Written request. Copy out every one of the records below line for line, without changing anything. Leave the pictures out of your answer.

_ _ _ _

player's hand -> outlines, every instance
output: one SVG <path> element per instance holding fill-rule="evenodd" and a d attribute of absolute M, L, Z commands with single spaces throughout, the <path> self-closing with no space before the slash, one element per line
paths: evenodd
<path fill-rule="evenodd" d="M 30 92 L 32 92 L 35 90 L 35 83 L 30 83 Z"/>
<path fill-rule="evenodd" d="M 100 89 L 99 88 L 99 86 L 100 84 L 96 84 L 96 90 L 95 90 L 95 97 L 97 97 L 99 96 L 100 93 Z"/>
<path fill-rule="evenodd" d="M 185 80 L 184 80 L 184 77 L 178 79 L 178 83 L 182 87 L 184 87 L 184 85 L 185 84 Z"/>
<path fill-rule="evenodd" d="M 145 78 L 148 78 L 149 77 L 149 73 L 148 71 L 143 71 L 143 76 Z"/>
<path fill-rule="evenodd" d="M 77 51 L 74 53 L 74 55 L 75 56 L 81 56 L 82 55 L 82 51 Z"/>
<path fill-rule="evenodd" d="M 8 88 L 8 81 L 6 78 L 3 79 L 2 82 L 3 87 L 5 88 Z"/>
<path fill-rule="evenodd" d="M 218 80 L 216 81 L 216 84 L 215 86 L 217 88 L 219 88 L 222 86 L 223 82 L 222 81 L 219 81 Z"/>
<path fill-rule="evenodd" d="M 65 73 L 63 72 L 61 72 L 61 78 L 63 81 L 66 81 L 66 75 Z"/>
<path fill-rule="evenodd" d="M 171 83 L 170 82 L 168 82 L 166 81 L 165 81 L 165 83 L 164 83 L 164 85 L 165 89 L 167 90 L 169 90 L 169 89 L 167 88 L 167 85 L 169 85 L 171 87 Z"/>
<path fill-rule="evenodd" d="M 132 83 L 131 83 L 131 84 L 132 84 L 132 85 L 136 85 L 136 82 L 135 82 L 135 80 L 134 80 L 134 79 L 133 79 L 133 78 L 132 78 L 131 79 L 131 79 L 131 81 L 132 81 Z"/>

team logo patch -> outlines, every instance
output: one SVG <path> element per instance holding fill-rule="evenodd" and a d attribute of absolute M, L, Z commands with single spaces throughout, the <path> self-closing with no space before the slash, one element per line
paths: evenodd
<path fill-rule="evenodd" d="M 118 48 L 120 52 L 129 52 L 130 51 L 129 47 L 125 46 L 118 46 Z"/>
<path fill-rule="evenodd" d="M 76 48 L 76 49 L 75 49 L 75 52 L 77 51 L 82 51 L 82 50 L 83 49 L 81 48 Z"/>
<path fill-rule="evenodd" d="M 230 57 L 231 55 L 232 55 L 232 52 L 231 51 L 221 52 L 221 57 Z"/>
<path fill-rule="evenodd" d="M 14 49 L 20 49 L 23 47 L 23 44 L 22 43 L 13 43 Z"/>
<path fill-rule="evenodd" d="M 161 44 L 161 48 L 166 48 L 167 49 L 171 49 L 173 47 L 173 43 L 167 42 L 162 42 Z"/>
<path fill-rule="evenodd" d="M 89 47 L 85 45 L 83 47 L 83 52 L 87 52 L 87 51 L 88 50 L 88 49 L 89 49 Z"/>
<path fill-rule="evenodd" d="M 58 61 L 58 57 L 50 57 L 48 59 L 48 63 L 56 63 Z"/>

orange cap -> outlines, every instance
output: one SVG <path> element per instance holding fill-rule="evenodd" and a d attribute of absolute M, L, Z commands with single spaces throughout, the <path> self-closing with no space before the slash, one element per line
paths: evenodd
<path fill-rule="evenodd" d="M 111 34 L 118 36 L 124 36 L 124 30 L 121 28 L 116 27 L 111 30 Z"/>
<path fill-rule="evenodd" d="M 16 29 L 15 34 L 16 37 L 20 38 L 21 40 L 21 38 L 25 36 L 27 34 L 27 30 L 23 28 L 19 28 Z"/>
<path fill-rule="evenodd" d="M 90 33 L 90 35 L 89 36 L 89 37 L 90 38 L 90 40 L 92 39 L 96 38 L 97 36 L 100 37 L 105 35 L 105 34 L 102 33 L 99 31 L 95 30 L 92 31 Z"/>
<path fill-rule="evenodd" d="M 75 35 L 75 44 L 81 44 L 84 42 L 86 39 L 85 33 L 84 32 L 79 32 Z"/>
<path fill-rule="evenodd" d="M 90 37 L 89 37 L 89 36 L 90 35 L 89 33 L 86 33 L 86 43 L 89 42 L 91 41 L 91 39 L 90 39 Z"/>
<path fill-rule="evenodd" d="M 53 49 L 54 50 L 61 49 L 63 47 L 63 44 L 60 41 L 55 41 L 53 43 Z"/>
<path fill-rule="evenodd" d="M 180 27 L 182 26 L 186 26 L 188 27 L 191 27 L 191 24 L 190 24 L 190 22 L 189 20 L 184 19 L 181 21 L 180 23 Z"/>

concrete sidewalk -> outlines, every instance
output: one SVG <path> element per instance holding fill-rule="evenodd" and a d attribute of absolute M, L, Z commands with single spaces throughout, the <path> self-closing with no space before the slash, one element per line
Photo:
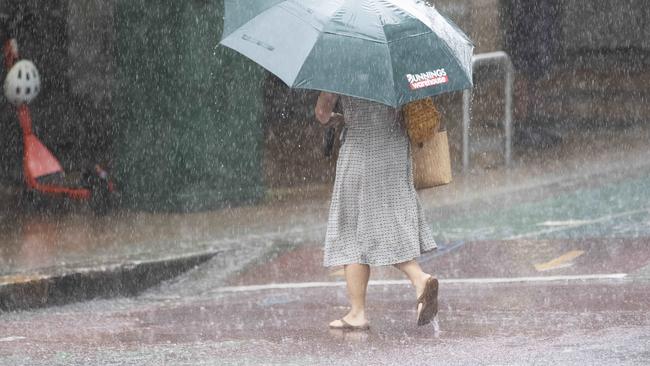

_ _ _ _

Exercise response.
player's hand -> outlines, every instance
output: one SVG <path> element per instance holding fill-rule="evenodd" and a d attribute of absolute M, L, Z commands with single spaces throughout, the <path> self-closing with no space before the slash, one element per line
paths: evenodd
<path fill-rule="evenodd" d="M 30 92 L 32 92 L 35 90 L 35 83 L 30 83 Z"/>
<path fill-rule="evenodd" d="M 100 89 L 99 88 L 99 86 L 100 84 L 96 84 L 96 90 L 95 90 L 95 97 L 97 97 L 99 96 L 100 93 Z"/>
<path fill-rule="evenodd" d="M 185 80 L 184 80 L 184 77 L 178 79 L 178 83 L 182 87 L 184 87 L 184 85 L 185 84 Z"/>
<path fill-rule="evenodd" d="M 145 78 L 148 78 L 149 77 L 149 73 L 148 71 L 143 71 L 143 76 Z"/>
<path fill-rule="evenodd" d="M 77 51 L 74 53 L 74 55 L 75 56 L 81 56 L 82 55 L 82 51 Z"/>
<path fill-rule="evenodd" d="M 8 88 L 8 81 L 6 78 L 3 79 L 2 82 L 3 87 L 5 88 Z"/>
<path fill-rule="evenodd" d="M 218 80 L 216 81 L 216 84 L 215 86 L 217 88 L 219 88 L 222 86 L 223 82 L 222 81 L 219 81 Z"/>
<path fill-rule="evenodd" d="M 65 73 L 63 72 L 61 72 L 61 78 L 63 81 L 66 81 L 66 75 Z"/>
<path fill-rule="evenodd" d="M 171 83 L 170 82 L 168 82 L 166 81 L 165 81 L 165 83 L 164 83 L 164 85 L 165 89 L 167 90 L 169 90 L 169 89 L 167 88 L 167 85 L 169 85 L 171 87 Z"/>
<path fill-rule="evenodd" d="M 132 83 L 131 83 L 131 84 L 132 84 L 132 85 L 136 85 L 136 82 L 135 82 L 135 80 L 134 80 L 134 79 L 133 79 L 133 78 L 132 78 L 131 79 L 131 79 L 131 81 L 132 81 Z"/>

team logo patch -> outlines, every instance
output: one SVG <path> element per instance holding fill-rule="evenodd" and a d attribute of absolute M, L, Z commands with single spaces throughout, the <path> self-closing with no space before the slash, one element per line
paths: evenodd
<path fill-rule="evenodd" d="M 118 48 L 120 52 L 129 52 L 130 51 L 129 47 L 125 46 L 118 46 Z"/>
<path fill-rule="evenodd" d="M 76 48 L 76 49 L 75 49 L 75 52 L 77 51 L 82 51 L 82 50 L 83 49 L 81 48 Z"/>
<path fill-rule="evenodd" d="M 230 57 L 231 55 L 232 55 L 232 52 L 231 51 L 221 52 L 221 57 Z"/>
<path fill-rule="evenodd" d="M 14 49 L 20 49 L 23 47 L 23 44 L 22 43 L 13 43 Z"/>
<path fill-rule="evenodd" d="M 161 44 L 161 48 L 166 48 L 167 49 L 171 49 L 173 47 L 173 43 L 167 42 L 162 42 Z"/>
<path fill-rule="evenodd" d="M 89 47 L 85 45 L 83 47 L 83 52 L 87 52 L 87 51 L 88 50 L 88 49 L 89 49 Z"/>
<path fill-rule="evenodd" d="M 58 61 L 58 57 L 50 57 L 48 59 L 48 63 L 56 63 Z"/>

orange cap -> outlines, every instance
output: one SVG <path> element per instance holding fill-rule="evenodd" and a d attribute of absolute M, L, Z commands with single spaces throughout, the <path> self-closing with no space before the slash, one element per line
paths: evenodd
<path fill-rule="evenodd" d="M 111 34 L 118 36 L 124 36 L 124 30 L 121 28 L 116 27 L 111 30 Z"/>
<path fill-rule="evenodd" d="M 16 29 L 15 34 L 16 37 L 20 38 L 21 40 L 21 38 L 25 36 L 27 34 L 27 30 L 23 28 L 19 28 Z"/>
<path fill-rule="evenodd" d="M 90 33 L 90 35 L 89 36 L 89 37 L 90 38 L 90 40 L 92 39 L 96 38 L 97 36 L 100 37 L 105 35 L 105 34 L 102 33 L 99 31 L 95 30 L 92 31 Z"/>
<path fill-rule="evenodd" d="M 75 35 L 75 44 L 81 44 L 84 42 L 86 39 L 85 33 L 84 32 L 79 32 Z"/>
<path fill-rule="evenodd" d="M 90 37 L 89 37 L 89 36 L 90 35 L 89 33 L 86 33 L 86 43 L 89 42 L 91 41 L 91 39 L 90 39 Z"/>
<path fill-rule="evenodd" d="M 53 49 L 54 50 L 61 49 L 63 47 L 63 44 L 60 41 L 55 41 L 53 43 Z"/>
<path fill-rule="evenodd" d="M 180 27 L 182 26 L 186 26 L 188 27 L 191 27 L 191 24 L 190 24 L 190 22 L 189 20 L 184 19 L 181 21 L 180 23 Z"/>

concrete sidewalk -> outlines, every instance
output: one SVG <path> element per instance holding fill-rule="evenodd" and a d attribute of absolute M, L, Z commands with single spaces throughout, the <path> self-closing with no space before the slash, one element per line
Photo:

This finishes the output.